## Requirements
Tally the lines in the listing below that contain the word "green", and give only that number.

## Recorded data
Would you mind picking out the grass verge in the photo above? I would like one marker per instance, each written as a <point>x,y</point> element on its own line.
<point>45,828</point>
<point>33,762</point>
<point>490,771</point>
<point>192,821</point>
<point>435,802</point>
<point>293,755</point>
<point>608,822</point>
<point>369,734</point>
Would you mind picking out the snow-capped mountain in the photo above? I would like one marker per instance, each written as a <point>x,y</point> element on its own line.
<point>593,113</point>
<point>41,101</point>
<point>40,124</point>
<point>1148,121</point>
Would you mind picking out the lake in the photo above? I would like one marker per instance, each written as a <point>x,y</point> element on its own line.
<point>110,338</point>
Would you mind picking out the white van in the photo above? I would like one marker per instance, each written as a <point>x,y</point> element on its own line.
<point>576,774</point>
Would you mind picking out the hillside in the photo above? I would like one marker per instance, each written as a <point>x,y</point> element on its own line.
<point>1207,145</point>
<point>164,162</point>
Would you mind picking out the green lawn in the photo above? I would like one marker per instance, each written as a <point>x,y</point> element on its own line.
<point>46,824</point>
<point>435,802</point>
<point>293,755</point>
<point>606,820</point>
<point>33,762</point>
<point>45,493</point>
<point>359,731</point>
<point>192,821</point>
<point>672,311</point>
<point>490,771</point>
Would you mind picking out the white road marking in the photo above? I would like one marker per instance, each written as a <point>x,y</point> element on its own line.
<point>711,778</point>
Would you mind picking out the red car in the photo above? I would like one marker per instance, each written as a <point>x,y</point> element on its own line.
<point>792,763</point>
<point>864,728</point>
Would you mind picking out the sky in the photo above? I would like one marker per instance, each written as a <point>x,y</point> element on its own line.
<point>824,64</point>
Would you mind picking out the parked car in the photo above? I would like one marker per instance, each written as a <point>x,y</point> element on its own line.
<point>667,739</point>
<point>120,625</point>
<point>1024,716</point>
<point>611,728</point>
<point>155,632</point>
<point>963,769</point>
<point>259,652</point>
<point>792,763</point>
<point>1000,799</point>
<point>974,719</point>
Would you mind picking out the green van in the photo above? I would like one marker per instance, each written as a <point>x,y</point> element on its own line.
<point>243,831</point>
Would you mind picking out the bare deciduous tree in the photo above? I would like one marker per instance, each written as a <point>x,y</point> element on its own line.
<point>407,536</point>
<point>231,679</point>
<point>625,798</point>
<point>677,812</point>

...

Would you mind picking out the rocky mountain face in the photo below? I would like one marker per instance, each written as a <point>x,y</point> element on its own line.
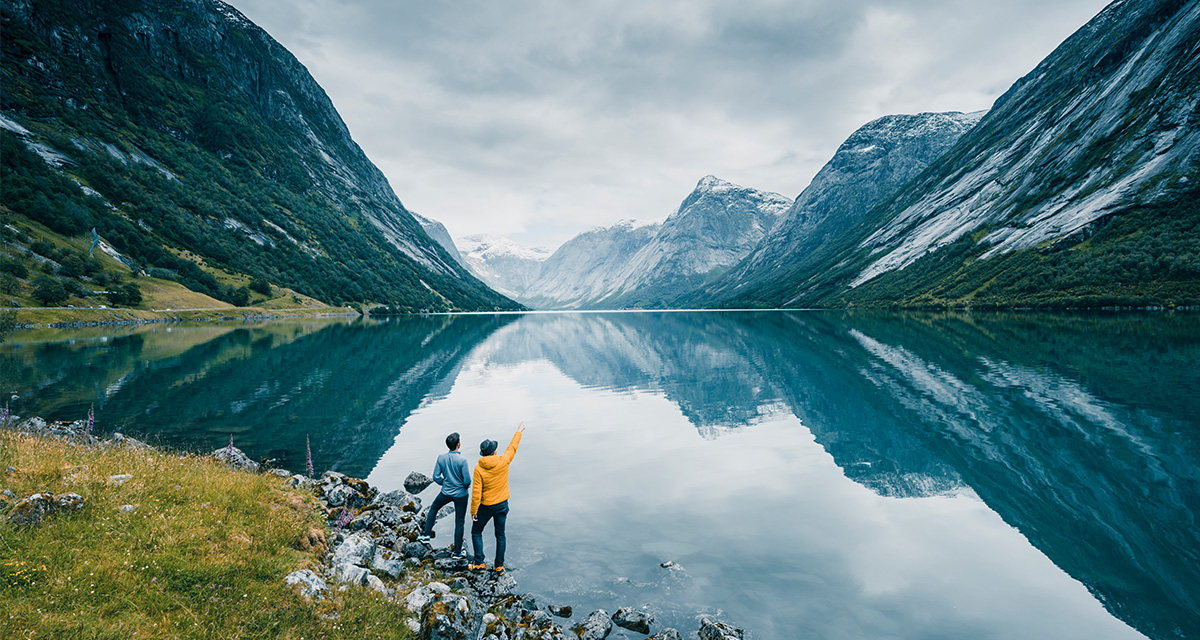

## Solution to this exercise
2